Computer Science 335
Parallel Processing and High Performance Computing
Fall 2021, Siena College
Lab 10: OpenMP Practice
Due: 4:00 PM, Tuesday, November 23, 2021
In this lab, you will get a little practice parallelizing
programs with OpenMP.
You may work alone or with a partner on this lab.
Learning goals:
- To practice using OpenMP to parallelize programs.
Getting Set Up
You can find the link to follow to
set up your GitHub repository openmp-lab-yourgitname for this
Lab in Canvas. One member of the group should follow the
link to set up the repository on GitHub, then that person should
email the instructor with the other group members' GitHub usernames
so they can be granted access. This will allow all members of the
group to clone the repository and commit and push changes to the
origin on GitHub. At least one group member should make a clone of
the repository to begin work.
You may choose to answer the lab questions in the README.md file
in the top-level directory of your repository, or upload a document
with your responses to your repository, or add a link to a shared
document containing your responses to the README.md file.
More Pi
No, we're not going to do Jacobi iteration again, but we will revisit
a familiar problem.
Practice Program: Write an OpenMP version of the Monte Carlo
approximation of pi. Call your program openmp_pi.c in the
pi directory of your repository. See below for some tips. (20
points)
- Your program should take one command-line parameter: the number
of random points to be generated by each thread. Let OpenMP
determine the number of threads based on the OMP_NUM_THREADS
environment variable.
- Each thread in the parallel block will compute and report
its own estimate of pi.
- Use a reduction directive to combine the number of points
in the circle to get your total for the final approximation.
Practice Program: Add appropriate timers to each of your Monte Carlo
pi approximation programs (MPI, pthreads, OpenMP) to report the
time taken to compute the entire approximation. Include all three
programs in the timepi directory of your repository. (5 points)
Question 1: Run each of your Monte Carlo pi approximation programs
(MPI, pthreads, OpenMP) with 16, 32, and 64 processes/threads on a
Stampede2 production node (can be either interactive or batch,
whatever you prefer) and 1 billion points per process/thread.
Report the times taken in tabular form. (10 points)
Question 2: Discuss what these timings tell you about the relative
efficiencies of the three versions of the program. (5 points)
Another Closest Pairs Variant
This section's program will be graded as a practice program and is
worth 25 points.
In the cp directory of your repository, you will find a copy of
the OpenMP closest pairs code from the class example. Your task is to
remove the shared variable access by adding an array of structs where
each thread can put its solution, and the main thread finds and
reports the overall winner. This mode of operation of this program
will be selected by passing the string noshared in
argv[1]. The following steps will guide you.
- Add the new mode to the parameter check near the start of
main.
- Add a third case to the condition under the "// do it"
comment in main. Call a function (which you will write next)
tmg_closest_pair_omp_noshared with the same parameter list
as the others.
- Define a struct with three fields to hold the two indices
into the array of vertices and the distance between them that will
hold the information about a "leading" pair.
- Make a copy of the tmg_closest_pair_omp_coarse and name
it tmg_closest_pair_omp_noshared.
- Remove the variables v1, v2, and distance froom
the shared clause on the parallel directive near the start
of the function.

» **Material shown**
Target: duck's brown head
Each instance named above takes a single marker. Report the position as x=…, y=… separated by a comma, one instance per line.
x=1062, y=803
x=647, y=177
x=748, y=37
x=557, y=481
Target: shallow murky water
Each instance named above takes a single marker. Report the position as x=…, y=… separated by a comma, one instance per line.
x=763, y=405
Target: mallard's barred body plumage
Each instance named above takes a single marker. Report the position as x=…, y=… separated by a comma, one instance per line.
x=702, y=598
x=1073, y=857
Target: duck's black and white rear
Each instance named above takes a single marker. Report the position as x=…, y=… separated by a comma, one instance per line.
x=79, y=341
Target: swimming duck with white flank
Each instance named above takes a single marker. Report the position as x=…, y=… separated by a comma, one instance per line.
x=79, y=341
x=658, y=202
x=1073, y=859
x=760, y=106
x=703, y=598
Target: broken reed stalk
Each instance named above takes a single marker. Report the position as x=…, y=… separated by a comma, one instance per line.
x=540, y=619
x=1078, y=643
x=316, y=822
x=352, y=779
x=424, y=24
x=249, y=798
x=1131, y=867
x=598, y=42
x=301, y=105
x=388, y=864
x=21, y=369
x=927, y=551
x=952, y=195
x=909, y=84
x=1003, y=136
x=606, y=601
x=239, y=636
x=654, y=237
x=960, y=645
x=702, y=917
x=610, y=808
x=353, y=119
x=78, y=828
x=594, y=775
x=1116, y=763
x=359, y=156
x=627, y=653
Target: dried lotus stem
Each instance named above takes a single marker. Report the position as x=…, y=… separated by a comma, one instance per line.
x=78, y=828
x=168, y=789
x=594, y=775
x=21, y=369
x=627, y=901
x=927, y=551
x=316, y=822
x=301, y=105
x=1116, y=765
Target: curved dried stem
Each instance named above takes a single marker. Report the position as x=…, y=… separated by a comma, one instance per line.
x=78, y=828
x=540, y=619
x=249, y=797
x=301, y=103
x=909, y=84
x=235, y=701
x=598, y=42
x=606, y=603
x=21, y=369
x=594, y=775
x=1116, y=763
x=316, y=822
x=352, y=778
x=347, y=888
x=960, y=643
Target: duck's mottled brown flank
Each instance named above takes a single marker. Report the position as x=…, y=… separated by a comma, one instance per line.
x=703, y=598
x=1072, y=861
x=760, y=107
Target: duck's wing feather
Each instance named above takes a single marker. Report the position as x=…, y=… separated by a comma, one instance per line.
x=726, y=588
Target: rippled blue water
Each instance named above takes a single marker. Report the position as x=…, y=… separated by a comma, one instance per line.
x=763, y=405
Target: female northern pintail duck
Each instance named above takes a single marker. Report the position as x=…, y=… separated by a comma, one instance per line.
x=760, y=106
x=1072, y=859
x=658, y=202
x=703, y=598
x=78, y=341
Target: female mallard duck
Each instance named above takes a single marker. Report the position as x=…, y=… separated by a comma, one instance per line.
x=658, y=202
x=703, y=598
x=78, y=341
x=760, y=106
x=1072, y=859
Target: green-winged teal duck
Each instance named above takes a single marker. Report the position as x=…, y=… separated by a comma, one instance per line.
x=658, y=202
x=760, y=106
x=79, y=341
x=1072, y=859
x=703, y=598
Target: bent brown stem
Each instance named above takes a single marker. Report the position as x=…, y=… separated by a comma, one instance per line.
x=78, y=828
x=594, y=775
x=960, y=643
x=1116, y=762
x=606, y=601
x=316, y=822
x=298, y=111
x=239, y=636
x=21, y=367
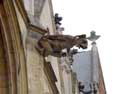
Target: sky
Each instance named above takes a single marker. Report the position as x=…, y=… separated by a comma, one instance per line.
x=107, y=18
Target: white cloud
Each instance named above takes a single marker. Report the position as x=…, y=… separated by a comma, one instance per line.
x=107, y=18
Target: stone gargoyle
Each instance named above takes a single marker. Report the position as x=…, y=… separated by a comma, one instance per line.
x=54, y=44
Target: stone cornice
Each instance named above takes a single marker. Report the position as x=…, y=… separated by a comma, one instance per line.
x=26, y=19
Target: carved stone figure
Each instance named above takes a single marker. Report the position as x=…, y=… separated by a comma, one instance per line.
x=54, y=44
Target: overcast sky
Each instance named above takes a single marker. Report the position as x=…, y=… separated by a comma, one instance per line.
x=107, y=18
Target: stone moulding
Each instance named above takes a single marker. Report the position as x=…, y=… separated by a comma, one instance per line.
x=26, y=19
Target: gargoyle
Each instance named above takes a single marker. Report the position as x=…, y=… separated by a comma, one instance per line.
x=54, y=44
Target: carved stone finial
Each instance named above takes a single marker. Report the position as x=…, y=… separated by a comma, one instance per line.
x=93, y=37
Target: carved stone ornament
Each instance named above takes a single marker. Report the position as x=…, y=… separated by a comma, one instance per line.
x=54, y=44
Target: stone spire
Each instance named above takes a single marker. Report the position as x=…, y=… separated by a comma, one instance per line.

...

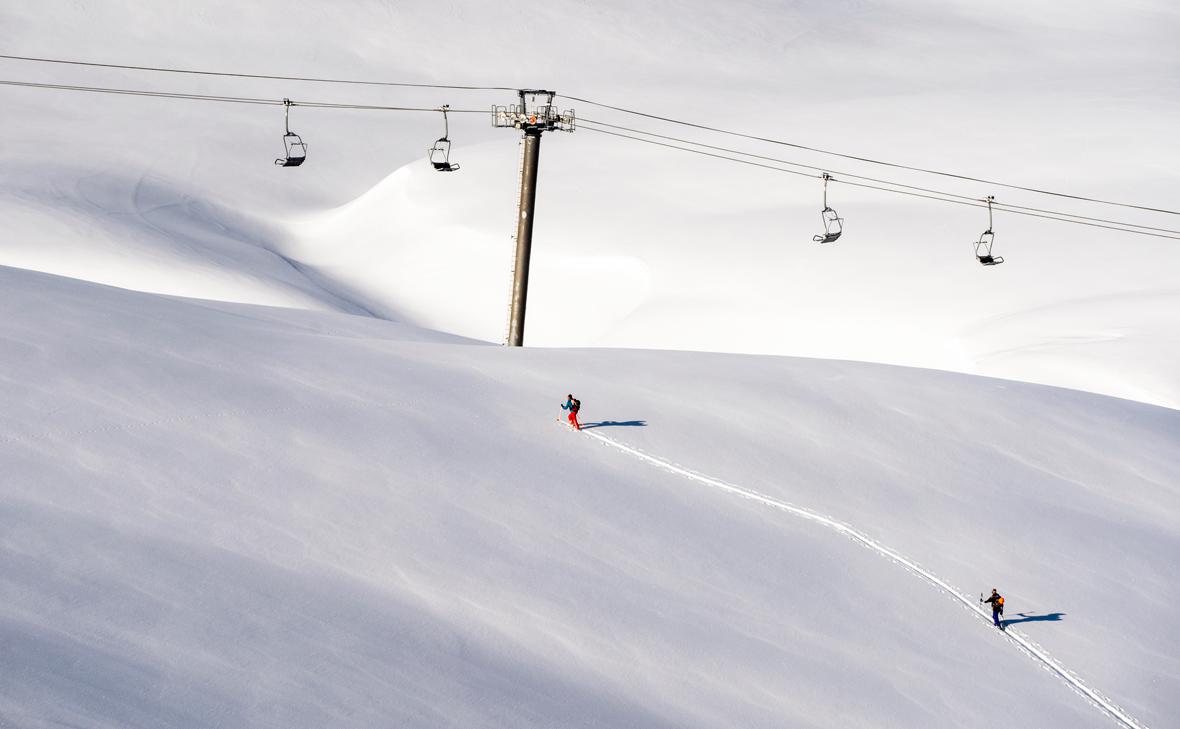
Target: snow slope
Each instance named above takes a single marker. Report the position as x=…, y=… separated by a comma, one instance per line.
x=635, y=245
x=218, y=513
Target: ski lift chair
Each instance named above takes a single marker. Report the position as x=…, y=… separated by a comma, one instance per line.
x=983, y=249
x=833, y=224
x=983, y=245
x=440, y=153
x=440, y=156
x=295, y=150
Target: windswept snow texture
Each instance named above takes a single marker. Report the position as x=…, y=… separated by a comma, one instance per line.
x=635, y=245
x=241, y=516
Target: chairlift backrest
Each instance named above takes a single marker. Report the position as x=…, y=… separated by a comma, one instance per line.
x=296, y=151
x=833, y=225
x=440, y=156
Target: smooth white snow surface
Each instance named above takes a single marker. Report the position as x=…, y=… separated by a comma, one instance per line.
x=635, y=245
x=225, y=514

» **Given problem**
In the lab handout, what single command-line parameter should the OpenMP pi program take? The data is separate material, not part of the lab handout.

» **The response**
The number of random points to be generated by each thread.